### [GIVEN PASSAGE]

[Full DTensor] Initial skeleton for full_dtensor mode #2049

fegin · 2025-11-17T22:19:02Z

Stack from ghstack (oldest at bottom):

This PR provides a skelet

This PR introduces an initial prototype and skeleton for fully DTensor-based training. The current codebase builds upon SimpleFSDP, but we anticipate developing our own parameterization to better serve our specific use case. There are several reasons why SimpleFSDP's parameterization is insufficient. For instance, the current parallelize_buffers() implementation in this PR will not function correctly when additional parallelization strategies are applied. Despite these limitations, this PR provides a starting point for experimenting with a full DTensor trainer.

Accuracy verification:
HSDP
SimpleFSDP v.s. FSDP2

python3 scripts/loss_compare.py . . \
--baseline-options='--activation_checkpoint.mode="none" --parallelism.data_parallel_replicate_degree=2' \
--test-options='--model.name full_dtensor.llama3 --activation_checkpoint.mode="none" --parallelism.data_parallel_replicate_degree=2' \
--test-train-file=torchtitan.experiments.full_dtensor.train  \
--steps=10 --assert-equal --no-seed-checkpoint

[LOSS_COMPARE]
[LOSS_COMPARE] Asserting losses are equal...

[Photo-based point labeling data]
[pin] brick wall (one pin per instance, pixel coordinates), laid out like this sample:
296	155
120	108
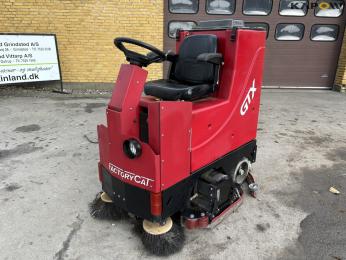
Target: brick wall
85	31
340	80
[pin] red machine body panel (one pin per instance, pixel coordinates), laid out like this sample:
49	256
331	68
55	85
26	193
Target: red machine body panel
184	136
229	119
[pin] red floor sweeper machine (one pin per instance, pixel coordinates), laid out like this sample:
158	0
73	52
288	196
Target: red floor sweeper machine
180	156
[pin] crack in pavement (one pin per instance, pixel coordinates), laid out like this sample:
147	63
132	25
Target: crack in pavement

### [PROBLEMS TO SOLVE]
(a) Print the text of the full DTensor pull request word for word, starting at "fegin · 2025-11-17T22:19:02Z" and ending at "full DTensor trainer.".
(b) Write the next part of the full DTensor pull request, picking up right after its last line.

### [WRITTEN ANSWERS]
(a)
fegin · 2025-11-17T22:19:02Z

Stack from ghstack (oldest at bottom):

This PR provides a skelet

This PR introduces an initial prototype and skeleton for fully DTensor-based training. The current codebase builds upon SimpleFSDP, but we anticipate developing our own parameterization to better serve our specific use case. There are several reasons why SimpleFSDP's parameterization is insufficient. For instance, the current parallelize_buffers() implementation in this PR will not function correctly when additional parallelization strategies are applied. Despite these limitations, this PR provides a starting point for experimenting with a full DTensor trainer.

(b)
[LOSS_COMPARE] Baseline log: /tmp/baseline_training.log
[LOSS_COMPARE] Test log: /tmp/test_training.log
[LOSS_COMPARE] Extracted 100 steps from baseline log
[LOSS_COMPARE] Extracted 100 steps from test log
test_losses_equal
(__main__.assert_losses_equal.<locals>.LossEqualityTest.test_losses_equal)
... ok

----------------------------------------------------------------------
Ran 1 test in 0.000s

OK

Note that, --no-seed-checkpoint is used because when seed-checkpoint is used, we got accuracy mismatch.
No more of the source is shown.